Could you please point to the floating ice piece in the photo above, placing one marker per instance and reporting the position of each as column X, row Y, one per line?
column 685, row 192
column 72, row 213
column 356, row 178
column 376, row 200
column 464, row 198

WORK REQUIRED:
The records above should be copied out again in full, exactly as they appear.

TASK OUTPUT:
Could you please point to the floating ice piece in the photo above, placing one marker per instance and reporting the position of each as column X, row Y, one per line?
column 685, row 192
column 72, row 213
column 356, row 178
column 376, row 200
column 464, row 198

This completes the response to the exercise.